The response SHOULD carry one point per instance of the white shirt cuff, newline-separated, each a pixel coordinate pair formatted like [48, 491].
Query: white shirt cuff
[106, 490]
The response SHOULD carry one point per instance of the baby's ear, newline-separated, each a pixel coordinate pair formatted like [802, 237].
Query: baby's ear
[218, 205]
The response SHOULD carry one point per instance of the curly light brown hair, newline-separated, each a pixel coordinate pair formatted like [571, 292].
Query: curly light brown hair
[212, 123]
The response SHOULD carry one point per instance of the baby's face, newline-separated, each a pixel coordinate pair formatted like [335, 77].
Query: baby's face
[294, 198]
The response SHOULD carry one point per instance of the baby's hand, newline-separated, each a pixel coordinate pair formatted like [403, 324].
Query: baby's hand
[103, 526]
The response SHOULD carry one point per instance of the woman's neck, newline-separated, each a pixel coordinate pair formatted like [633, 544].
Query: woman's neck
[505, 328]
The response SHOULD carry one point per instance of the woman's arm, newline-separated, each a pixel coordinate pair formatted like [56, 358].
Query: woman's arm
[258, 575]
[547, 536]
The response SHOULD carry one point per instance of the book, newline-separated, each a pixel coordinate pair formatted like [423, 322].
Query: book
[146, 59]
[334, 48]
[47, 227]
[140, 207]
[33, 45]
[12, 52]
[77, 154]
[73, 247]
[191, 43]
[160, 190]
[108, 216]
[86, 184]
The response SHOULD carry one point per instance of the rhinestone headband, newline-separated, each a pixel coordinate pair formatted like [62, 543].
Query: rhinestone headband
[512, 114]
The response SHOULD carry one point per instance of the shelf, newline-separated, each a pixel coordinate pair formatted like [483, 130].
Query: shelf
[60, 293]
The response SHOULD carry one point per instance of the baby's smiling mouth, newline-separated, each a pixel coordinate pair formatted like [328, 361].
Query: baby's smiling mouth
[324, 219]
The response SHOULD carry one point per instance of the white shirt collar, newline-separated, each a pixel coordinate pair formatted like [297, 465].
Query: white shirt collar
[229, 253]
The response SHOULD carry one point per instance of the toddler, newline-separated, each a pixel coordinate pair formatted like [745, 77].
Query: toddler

BRIEF
Write out every line of the preceding listing that contains "toddler".

RESULT BELOW
The response SHOULD carry one point per instance of the toddler, newline-separated, each a pixel coordinate pair formatted like [745, 77].
Query: toddler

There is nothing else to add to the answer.